*Exercise aim:* Count the lines in the records below that contain the word "negative". Give only the number.

━━━━━━━━━━━━━━━━━━━━━━━━━━━━━━

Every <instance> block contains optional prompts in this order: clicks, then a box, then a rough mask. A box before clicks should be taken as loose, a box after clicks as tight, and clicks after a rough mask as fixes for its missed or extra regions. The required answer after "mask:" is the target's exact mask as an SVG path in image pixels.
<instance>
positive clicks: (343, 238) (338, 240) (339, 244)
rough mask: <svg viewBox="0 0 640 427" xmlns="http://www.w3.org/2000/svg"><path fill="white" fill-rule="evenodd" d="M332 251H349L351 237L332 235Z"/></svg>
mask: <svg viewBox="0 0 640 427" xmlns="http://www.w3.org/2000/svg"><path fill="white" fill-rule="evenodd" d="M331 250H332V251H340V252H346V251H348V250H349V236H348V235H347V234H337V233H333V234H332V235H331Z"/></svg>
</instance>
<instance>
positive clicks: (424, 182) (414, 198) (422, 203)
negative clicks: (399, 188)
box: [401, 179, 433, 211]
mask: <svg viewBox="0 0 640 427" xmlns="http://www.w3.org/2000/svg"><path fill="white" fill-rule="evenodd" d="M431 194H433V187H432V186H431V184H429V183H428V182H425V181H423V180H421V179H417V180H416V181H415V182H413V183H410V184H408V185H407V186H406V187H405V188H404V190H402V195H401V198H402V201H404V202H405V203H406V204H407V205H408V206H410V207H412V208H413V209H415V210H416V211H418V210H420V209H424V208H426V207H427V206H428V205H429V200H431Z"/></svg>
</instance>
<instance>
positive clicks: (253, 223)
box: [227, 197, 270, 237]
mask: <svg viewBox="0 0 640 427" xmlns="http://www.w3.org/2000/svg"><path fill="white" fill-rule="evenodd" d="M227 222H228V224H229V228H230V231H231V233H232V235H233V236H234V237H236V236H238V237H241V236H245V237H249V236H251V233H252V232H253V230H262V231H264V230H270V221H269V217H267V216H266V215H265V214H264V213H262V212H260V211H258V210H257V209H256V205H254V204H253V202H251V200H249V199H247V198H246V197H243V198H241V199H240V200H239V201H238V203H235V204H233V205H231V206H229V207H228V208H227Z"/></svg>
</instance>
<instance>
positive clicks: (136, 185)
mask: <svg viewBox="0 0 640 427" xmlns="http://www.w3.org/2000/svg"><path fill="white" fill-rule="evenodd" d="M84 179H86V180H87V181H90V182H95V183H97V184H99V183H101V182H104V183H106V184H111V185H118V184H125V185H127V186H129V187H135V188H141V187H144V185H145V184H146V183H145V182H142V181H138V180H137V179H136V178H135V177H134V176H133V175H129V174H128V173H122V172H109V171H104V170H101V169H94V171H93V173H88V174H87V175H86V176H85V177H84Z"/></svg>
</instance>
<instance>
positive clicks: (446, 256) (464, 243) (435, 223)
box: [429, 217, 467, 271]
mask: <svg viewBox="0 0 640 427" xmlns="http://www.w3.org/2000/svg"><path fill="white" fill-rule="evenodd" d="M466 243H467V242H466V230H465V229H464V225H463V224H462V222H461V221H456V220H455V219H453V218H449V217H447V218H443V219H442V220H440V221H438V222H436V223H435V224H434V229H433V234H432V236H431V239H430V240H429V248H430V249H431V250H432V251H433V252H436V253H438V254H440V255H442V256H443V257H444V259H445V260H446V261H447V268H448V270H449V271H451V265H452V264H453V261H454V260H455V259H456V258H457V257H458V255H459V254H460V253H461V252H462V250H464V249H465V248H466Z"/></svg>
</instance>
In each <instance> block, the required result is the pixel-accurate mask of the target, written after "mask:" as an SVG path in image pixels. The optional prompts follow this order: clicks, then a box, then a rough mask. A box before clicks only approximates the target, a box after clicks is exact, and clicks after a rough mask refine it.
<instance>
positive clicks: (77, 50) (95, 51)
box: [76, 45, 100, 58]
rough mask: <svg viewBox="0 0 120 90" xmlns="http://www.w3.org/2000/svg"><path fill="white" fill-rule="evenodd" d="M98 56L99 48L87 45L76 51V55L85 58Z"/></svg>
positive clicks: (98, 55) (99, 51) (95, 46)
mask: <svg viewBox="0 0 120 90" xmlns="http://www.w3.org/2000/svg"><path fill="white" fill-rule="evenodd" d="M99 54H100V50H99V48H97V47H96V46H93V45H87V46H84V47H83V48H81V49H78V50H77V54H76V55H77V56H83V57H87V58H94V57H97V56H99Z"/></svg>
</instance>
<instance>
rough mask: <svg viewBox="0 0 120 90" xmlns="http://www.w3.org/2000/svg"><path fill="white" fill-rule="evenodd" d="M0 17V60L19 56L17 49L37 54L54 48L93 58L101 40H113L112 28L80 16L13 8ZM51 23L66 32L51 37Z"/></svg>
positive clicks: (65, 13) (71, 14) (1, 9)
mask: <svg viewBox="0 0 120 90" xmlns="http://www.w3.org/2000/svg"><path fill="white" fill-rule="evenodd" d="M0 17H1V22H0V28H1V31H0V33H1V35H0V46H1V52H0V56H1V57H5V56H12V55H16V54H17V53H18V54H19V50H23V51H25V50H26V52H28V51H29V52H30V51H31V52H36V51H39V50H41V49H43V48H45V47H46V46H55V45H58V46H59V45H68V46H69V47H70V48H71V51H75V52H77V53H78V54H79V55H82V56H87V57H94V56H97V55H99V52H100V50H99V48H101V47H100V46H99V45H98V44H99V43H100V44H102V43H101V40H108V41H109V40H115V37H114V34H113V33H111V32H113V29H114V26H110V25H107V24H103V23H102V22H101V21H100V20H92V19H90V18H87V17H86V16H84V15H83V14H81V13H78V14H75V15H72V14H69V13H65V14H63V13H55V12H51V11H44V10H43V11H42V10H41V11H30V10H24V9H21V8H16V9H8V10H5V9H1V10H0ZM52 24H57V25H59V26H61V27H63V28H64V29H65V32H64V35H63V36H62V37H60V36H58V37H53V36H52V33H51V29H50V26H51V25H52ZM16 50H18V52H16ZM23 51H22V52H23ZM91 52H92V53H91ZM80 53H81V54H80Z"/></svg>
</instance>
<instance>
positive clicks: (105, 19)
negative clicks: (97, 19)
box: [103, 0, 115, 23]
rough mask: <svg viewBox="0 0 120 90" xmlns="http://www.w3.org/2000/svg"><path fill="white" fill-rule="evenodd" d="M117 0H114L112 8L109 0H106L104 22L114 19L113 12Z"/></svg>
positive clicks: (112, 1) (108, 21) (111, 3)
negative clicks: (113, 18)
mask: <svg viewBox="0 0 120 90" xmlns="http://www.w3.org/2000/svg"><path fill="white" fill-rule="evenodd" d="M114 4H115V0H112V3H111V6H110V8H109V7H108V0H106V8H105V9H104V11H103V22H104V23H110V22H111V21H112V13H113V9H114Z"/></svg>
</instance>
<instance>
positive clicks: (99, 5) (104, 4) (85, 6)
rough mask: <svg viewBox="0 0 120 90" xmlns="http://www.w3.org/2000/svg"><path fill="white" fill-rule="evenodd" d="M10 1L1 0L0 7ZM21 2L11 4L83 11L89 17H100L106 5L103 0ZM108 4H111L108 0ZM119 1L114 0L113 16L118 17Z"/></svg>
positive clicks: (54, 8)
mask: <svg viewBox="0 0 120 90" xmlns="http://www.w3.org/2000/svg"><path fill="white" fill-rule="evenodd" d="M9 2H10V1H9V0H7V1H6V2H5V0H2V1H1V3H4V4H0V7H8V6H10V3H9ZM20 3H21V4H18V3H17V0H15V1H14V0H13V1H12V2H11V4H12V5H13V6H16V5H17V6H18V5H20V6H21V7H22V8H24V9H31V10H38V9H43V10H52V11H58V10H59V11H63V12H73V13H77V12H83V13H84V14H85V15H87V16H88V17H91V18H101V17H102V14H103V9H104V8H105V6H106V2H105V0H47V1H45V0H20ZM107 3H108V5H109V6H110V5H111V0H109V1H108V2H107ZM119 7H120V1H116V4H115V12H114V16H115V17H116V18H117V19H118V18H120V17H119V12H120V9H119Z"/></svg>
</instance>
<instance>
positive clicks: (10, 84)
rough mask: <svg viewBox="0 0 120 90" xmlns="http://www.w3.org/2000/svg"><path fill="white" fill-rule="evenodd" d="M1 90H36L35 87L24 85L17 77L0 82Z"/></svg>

━━━━━━━━━━━━━━━━━━━━━━━━━━━━━━

*Your solution:* 3